=== Dataset extract ===

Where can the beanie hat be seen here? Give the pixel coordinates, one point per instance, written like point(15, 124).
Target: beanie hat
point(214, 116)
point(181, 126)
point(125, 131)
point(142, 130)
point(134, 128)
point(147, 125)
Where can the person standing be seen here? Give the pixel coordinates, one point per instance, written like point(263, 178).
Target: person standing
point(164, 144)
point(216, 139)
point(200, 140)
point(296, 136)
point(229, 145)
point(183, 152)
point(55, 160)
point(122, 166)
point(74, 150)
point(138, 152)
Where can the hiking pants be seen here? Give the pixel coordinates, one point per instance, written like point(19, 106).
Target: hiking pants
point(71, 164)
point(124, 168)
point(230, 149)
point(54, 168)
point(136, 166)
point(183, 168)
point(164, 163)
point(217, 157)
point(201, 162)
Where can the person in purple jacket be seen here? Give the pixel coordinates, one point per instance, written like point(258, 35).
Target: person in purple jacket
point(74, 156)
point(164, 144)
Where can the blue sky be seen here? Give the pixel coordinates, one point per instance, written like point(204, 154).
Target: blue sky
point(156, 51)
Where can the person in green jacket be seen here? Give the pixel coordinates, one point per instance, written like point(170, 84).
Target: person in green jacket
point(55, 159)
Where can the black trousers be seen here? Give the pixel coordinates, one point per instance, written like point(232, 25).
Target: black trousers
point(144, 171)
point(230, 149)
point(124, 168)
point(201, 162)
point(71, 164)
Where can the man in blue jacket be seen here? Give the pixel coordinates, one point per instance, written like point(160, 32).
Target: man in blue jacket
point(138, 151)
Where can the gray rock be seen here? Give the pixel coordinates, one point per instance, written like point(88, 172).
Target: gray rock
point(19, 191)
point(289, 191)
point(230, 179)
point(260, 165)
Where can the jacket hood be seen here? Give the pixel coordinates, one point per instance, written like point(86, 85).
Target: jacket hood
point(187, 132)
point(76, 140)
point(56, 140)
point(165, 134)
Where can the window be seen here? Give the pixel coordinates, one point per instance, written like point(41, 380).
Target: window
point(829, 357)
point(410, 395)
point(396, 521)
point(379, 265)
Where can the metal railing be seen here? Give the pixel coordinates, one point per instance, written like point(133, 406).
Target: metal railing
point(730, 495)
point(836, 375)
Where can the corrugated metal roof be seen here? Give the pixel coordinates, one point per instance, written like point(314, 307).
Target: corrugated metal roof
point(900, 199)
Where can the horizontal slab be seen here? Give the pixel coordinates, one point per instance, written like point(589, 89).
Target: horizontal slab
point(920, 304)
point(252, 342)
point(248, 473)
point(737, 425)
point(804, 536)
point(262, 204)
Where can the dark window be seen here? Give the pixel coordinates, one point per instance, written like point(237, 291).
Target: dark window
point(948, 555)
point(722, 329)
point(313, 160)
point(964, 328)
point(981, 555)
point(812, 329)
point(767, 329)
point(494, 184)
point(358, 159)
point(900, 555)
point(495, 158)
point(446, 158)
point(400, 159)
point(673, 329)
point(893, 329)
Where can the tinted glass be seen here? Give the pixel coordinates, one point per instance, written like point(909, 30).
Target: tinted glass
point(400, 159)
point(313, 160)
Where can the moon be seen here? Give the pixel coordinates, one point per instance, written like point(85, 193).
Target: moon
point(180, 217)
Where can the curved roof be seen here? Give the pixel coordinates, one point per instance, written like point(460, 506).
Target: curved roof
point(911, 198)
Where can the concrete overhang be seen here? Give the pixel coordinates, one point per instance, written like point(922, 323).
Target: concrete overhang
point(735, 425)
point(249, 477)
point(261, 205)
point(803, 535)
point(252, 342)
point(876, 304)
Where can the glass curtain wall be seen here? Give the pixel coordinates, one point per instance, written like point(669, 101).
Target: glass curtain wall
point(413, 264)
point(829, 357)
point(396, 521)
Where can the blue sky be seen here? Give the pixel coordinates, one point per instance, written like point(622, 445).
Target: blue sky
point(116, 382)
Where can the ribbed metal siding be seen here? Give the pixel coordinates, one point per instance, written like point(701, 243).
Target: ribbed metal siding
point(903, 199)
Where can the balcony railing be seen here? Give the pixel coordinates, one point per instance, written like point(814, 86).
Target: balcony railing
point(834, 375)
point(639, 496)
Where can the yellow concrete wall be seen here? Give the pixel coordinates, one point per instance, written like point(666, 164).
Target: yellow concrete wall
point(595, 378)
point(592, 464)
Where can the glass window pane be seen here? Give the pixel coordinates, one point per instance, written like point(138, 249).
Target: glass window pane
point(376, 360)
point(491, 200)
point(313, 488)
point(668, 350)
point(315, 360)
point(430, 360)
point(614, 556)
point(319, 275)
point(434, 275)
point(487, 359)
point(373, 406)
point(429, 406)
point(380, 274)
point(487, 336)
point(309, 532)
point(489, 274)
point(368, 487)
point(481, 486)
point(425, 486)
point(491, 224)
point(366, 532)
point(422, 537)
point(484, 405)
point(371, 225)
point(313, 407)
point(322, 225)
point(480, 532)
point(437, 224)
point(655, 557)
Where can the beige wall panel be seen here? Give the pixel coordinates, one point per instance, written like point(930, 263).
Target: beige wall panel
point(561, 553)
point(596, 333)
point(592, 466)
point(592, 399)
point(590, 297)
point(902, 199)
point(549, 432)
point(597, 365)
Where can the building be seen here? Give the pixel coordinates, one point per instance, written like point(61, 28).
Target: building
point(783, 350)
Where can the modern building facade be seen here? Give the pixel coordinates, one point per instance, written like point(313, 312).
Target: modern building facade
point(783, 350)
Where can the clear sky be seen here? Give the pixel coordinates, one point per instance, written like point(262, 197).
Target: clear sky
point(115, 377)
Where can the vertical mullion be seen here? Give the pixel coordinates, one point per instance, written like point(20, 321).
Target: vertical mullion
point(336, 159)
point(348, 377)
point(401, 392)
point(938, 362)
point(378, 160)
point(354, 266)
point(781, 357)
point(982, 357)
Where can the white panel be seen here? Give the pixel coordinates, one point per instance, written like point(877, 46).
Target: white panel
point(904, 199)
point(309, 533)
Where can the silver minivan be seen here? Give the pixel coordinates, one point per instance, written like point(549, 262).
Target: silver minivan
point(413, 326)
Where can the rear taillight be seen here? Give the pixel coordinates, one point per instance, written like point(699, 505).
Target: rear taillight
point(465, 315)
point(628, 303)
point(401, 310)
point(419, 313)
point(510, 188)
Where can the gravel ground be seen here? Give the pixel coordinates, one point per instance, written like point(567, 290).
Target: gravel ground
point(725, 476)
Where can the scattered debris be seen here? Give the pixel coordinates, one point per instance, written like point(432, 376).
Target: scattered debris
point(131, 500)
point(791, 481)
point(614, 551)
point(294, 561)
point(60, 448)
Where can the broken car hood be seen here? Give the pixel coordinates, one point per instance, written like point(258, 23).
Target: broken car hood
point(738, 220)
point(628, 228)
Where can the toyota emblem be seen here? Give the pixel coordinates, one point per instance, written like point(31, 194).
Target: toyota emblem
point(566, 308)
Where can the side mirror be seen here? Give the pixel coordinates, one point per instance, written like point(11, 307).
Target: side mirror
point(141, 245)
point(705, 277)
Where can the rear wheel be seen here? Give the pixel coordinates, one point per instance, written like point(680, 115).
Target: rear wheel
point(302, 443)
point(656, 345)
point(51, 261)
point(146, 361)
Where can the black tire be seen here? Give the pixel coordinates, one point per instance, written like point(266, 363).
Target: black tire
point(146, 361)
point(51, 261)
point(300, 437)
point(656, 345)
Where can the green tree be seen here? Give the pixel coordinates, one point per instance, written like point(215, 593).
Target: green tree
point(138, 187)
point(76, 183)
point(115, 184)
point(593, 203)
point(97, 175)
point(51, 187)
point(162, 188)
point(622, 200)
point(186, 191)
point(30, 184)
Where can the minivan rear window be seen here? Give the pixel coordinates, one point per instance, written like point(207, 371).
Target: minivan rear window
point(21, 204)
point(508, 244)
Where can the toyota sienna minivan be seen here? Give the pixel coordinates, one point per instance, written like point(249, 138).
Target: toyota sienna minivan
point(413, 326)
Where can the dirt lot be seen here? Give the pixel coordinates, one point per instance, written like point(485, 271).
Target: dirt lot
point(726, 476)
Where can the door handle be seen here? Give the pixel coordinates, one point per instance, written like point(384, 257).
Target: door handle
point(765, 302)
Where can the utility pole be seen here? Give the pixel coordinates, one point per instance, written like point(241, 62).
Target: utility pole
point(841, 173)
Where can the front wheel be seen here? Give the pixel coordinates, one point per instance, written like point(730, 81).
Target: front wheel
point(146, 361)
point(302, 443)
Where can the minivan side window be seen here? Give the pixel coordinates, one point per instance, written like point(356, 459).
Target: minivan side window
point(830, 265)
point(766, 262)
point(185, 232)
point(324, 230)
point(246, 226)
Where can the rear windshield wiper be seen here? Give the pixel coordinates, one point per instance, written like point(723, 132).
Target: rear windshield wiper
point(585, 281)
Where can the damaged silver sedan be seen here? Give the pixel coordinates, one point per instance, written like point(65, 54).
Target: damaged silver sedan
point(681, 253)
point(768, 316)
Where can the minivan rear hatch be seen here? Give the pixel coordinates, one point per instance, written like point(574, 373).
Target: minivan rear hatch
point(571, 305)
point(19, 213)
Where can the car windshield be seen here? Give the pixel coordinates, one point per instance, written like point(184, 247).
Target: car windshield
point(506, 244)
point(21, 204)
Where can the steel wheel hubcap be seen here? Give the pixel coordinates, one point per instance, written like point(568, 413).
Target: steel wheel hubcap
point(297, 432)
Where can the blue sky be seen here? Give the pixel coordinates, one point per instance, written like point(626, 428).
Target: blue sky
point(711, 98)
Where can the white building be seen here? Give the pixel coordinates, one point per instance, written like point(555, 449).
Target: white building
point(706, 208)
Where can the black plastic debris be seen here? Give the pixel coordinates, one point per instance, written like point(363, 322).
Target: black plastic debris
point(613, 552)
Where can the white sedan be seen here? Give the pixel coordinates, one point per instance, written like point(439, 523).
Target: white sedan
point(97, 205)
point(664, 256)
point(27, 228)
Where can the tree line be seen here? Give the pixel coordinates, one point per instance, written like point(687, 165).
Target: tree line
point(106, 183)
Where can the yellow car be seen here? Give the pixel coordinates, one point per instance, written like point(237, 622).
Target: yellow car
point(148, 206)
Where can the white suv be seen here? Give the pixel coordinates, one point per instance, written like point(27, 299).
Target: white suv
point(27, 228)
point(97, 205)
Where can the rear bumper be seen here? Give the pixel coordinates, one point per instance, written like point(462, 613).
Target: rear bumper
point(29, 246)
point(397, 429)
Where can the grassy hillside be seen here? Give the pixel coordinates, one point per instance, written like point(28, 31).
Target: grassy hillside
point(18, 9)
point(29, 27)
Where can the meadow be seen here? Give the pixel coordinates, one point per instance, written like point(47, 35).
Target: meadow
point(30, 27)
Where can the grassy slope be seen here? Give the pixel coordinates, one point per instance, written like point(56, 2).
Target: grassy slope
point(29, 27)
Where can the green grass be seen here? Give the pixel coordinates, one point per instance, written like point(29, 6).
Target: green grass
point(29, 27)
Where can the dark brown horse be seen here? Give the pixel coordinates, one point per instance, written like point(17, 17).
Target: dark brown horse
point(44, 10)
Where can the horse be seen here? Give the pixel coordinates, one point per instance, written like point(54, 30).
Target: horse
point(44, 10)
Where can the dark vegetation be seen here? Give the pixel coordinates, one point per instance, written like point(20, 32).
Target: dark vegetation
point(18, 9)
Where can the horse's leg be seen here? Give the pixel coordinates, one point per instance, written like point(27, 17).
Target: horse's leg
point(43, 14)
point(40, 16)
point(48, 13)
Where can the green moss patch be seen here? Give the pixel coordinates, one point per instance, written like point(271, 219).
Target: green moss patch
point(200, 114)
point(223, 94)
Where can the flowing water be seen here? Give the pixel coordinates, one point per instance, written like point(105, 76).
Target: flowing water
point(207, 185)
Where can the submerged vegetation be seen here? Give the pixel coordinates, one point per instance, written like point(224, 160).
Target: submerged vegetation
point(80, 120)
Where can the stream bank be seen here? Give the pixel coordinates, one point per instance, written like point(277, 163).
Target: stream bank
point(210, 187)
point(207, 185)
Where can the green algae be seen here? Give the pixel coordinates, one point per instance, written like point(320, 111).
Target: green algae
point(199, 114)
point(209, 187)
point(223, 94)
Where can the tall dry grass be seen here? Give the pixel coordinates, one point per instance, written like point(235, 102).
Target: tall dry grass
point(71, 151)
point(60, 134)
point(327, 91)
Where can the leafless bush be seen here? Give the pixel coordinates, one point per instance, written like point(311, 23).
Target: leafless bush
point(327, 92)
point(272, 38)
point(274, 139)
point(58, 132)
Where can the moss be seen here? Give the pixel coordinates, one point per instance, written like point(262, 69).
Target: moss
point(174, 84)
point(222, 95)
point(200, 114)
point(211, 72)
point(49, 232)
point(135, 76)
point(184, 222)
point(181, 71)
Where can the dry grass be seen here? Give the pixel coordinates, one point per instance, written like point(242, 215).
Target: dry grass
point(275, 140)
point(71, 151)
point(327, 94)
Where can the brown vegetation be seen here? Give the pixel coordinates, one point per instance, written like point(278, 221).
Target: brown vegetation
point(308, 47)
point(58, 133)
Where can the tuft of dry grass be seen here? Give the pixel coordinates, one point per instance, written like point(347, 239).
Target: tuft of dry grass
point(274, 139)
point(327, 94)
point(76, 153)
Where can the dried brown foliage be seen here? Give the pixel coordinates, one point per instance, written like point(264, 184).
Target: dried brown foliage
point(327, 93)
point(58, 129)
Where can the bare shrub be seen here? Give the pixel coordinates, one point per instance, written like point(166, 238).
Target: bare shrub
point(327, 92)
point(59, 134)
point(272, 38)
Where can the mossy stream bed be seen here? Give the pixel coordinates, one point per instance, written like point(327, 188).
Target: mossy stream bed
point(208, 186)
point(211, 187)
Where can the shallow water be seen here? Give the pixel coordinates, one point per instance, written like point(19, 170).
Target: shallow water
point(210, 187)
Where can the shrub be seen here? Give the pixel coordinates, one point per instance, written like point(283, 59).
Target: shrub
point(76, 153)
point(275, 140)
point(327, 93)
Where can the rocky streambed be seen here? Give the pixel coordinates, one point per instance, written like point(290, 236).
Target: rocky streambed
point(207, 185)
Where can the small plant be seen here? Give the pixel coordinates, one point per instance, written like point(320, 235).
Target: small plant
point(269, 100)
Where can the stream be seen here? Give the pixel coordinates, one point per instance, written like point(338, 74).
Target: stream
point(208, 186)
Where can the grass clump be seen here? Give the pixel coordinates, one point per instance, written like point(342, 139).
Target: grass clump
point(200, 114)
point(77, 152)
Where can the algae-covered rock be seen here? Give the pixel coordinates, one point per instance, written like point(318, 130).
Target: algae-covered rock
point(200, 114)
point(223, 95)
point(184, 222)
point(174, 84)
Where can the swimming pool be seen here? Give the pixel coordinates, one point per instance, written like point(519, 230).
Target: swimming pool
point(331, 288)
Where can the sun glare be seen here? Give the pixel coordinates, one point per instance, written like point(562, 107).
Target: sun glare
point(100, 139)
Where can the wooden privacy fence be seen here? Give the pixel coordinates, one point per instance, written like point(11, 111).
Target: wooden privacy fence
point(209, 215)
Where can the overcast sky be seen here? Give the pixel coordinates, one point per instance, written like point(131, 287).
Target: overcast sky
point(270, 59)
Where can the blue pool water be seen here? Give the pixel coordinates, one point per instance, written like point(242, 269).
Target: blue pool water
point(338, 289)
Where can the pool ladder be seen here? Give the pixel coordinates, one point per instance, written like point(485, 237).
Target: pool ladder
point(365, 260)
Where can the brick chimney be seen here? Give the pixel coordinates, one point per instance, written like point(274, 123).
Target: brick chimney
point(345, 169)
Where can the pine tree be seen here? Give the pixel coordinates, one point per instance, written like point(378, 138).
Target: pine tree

===

Set task | Transcribe exactly the line containing "Where can the swimming" and all remaining lines of the material, ending with the last one.

Result |
Where can the swimming pool be seen here? Give the pixel coordinates, one point per instance, written like point(519, 230).
Target: swimming pool
point(331, 288)
Where can the sun glare be seen here? Give the pixel coordinates, one point per instance, written like point(562, 107).
Target: sun glare
point(100, 139)
Where can the wooden privacy fence be seen here? Give the pixel coordinates, one point per instance, written like point(11, 111).
Target: wooden privacy fence
point(209, 215)
Where can the overcast sky be seen here? Give the pixel coordinates, one point per instance, written like point(131, 287).
Target: overcast sky
point(270, 59)
Where can the blue pool water be seen here? Give the pixel coordinates, one point per instance, written like point(242, 269).
Target: blue pool water
point(338, 289)
Where can the pool ladder be seen here? Give the pixel coordinates, one point per instance, written like point(485, 237).
Target: pool ladder
point(365, 260)
Where can the brick chimney be seen here? Give the pixel coordinates, one point per instance, written like point(274, 123).
Target: brick chimney
point(345, 169)
Where can the pine tree be seen here? Give the pixel coordinates, one point per instance, written like point(378, 138).
Target: pine tree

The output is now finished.